## DOKUMENTTEXT
VwGH Ra 2014/18/0112

VwGHRa 2014/18/011228.1.2015

Der Verwaltungsgerichtshof hat durch die Vorsitzende Vizepräsidentin Dr.in Sporrer sowie den Hofrat Mag. Nedwed, die Hofrätin Mag. Dr. Maurer-Kober, den Hofrat Dr. Sutter und die Hofrätin Mag. Hainz-Sator als Richterinnen und Richter, im Beisein des Schriftführers Mag. Klammer, über die Revision des M N in W, vertreten durch Dr. Susanne Chyba, Rechtsanwältin in 3100 St. Pölten, Josefstraße 13, gegen das Erkenntnis des Bundesverwaltungsgerichts vom 17. Juli 2014, Zl. W193 1419265- 1/16E, betreffend eine Asylangelegenheit (belangte Behörde vor dem Bundesverwaltungsgericht: Bundesamt für Fremdenwesen und Asyl), zu Recht erkannt:

Normen

32011L0095 Status-RL Art9 Abs3;
AsylG 2005 §3 Abs1;
FlKonv Art1 AbschnA Z2;

European Case Law Identifier: ECLI:AT:VWGH:2015:RA2014180112.L00

 

Spruch:

Das angefochtene Erkenntnis wird im Umfang seiner Anfechtung (Spruchpunkt I.) wegen Rechtswidrigkeit infolge Verletzung von Verfahrensvorschriften aufgehoben.

## AUSZUFÜHRENDE SCHRITTE
1. Welches Gericht hat laut der Gerichtsentscheidung das angefochtene Erkenntnis vom 17. Juli 2014 erlassen?
2. Führen Sie die Gerichtsentscheidung nach ihrem letzten Satz weiter.

## BEREITGESTELLTE ANGABEN
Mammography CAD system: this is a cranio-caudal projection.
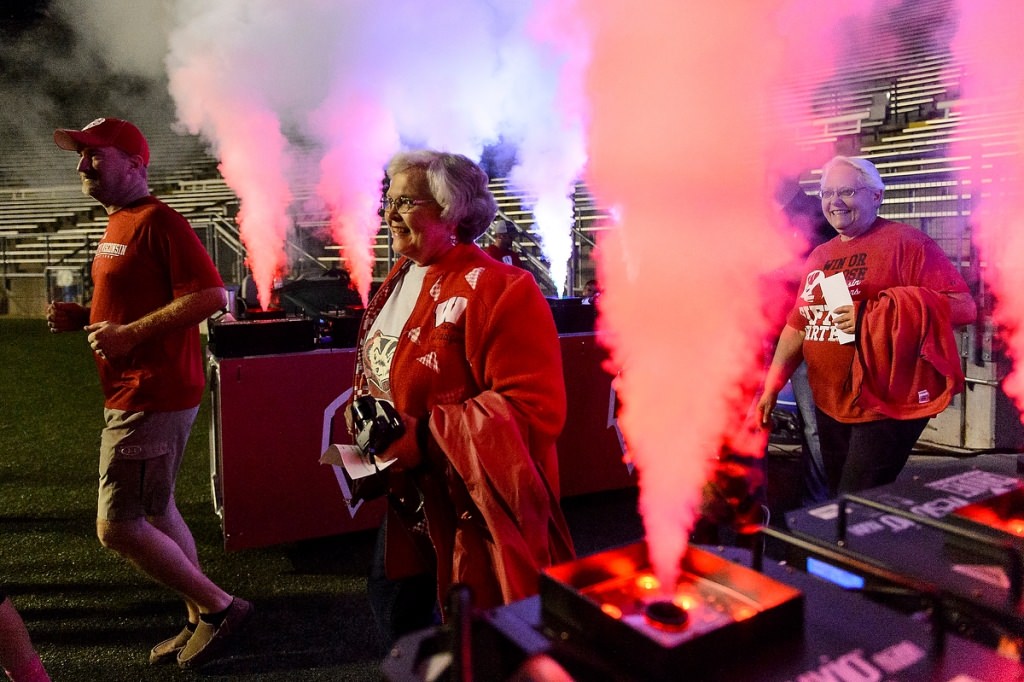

## ANTWORTEN JE AUFGABE
1. Das Bundesverwaltungsgericht.

2.
Der Bund hat dem Revisionswerber Aufwendungen in der Höhe von EUR 1.106,40 binnen zwei Wochen bei sonstiger Exekution zu ersetzen.

Begründung

I. Sachverhalt und Revisionsverfahren

1. Der Revisionswerber, ein afghanischer Staatsangehöriger, beantragte am 17. Jänner 2011 in Österreich internationalen Schutz und begründete diesen Antrag zusammengefasst damit, außerehelichen Geschlechtsverkehr mit einem Mädchen gehabt zu haben, deren Familie ihm aus Gründen der Ehre deshalb nach dem Leben trachte. Auch die afghanische Polizei habe schon nach ihm gesucht. Im Beschwerdeverfahren verwies der Revisionswerber überdies darauf, dass auch Männer in Afghanistan, die des außerehelichen Geschlechtsverkehrs bezichtigt werden, schwere Strafen zu erwarten hätten.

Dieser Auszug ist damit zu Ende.